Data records
----------------------------------------

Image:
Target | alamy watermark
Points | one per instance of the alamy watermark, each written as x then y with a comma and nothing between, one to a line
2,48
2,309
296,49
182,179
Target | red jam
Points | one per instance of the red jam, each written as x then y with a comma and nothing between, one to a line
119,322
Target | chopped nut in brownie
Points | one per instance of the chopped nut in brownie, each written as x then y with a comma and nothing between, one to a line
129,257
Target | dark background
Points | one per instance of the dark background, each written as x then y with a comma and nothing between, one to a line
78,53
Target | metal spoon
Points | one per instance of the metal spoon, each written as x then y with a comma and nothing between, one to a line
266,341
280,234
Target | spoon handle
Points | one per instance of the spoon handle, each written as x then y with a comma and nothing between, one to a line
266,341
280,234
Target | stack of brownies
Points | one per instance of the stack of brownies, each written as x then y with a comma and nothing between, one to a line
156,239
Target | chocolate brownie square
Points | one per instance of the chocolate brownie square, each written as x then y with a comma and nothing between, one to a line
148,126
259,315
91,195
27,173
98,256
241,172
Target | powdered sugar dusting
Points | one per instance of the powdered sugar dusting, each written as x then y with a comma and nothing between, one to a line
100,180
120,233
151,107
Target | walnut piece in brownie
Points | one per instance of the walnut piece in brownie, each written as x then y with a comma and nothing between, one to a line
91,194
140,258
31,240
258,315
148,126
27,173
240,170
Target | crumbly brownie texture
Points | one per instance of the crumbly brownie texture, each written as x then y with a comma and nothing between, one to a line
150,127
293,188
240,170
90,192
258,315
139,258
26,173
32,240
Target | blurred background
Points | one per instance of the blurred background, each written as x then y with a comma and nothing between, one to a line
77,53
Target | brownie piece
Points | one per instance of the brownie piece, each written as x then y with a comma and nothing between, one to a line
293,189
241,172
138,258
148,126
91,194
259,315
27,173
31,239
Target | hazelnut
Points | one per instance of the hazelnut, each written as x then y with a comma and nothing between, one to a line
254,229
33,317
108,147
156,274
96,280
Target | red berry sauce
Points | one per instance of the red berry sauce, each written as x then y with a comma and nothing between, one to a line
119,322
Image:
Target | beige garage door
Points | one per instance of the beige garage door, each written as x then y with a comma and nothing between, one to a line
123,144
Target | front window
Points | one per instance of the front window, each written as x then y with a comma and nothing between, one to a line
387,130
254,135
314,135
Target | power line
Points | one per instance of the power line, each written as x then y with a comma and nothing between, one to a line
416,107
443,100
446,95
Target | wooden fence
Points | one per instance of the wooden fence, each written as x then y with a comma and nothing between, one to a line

----------------------------------------

What you need to do |
Change every "Target" in the items above to "Object" and reproduce them with nothing else altered.

Answer below |
Image:
Object | alamy watermark
Points | one per instance of the alamy watermark, each written as x then y with a comma and nothing between, one to a line
2,48
2,309
296,49
182,179
Object | red jam
Points | one per instance of the red jam, each written as x then y with a comma and nothing between, one to a line
119,322
Object | chopped nut in brownie
Points | one per instance of the chopped nut in brownie, each written as x then y with a comma and nothing between, one to a line
129,257
Object | dark background
Points | one per instance of the dark background, each written as x then y with a comma and nothing between, one to a line
78,53
Object | metal spoon
Points | one per instance of the metal spoon, each written as x then y with a comma and nothing between, one to a line
266,341
280,234
Object | spoon handle
Points | one per instance of the spoon handle, each written as x then y with a comma and nothing between, one to a line
266,341
280,234
Object | stack of brownies
Points | one per instance of the stack of brownies, each written as x then y with a comma and nothing between, one to a line
156,239
Object | chocolate brownie square
Points | one per instance of the chocolate brownie square, each written as x then y with a comma and nothing between, one to a line
148,126
259,315
91,195
27,173
98,256
241,172
Object | powdered sugar dusting
Points | one per instance of the powdered sugar dusting, each written as x then y with a comma and nothing between, one to a line
100,180
120,233
151,107
Object | walnut piece in brownie
Points | one per instance of the walnut piece in brownie, each written as x then y with a comma and nothing between, one to a line
91,194
140,258
31,240
258,315
148,126
27,173
240,170
Object | crumbly brownie texture
Points | one per instance of the crumbly brownie texture, each written as x then y with a comma and nothing between, one to a line
150,127
293,188
240,170
90,192
258,315
139,258
26,173
32,240
Object | blurred background
Points | one per instance of the blurred background, each written as x then y with a comma and nothing between, one to a line
77,53
Object | brownie piece
Points | one per instance of the brownie piece, each written as x then y with a comma and nothing between, one to a line
293,189
241,172
138,258
148,126
91,194
259,315
27,173
31,239
Object | hazelnut
Points | one per instance of the hazelnut, each written as x then y with a comma and nothing between, one to a line
254,229
33,317
108,147
156,274
96,280
Object | red berry sauce
Points | one per instance of the red berry sauce, each written as x then y with a comma and nothing between, one to a line
119,322
Image:
Object | beige garage door
Points | one per instance of the beige garage door, each written as x then y with a comma and nothing between, one to a line
123,144
Object | front window
Points | one per instance of the front window, each written as x then y with a comma and nothing between, one to a line
387,130
254,135
314,135
Object | power line
Points | one per instance of the power line, each written as x then y with a comma and nothing between, one to a line
416,107
443,100
446,95
Object | wooden fence
Points | one per instance of the wooden fence, each written as x then y with a comma and nothing between, one to a line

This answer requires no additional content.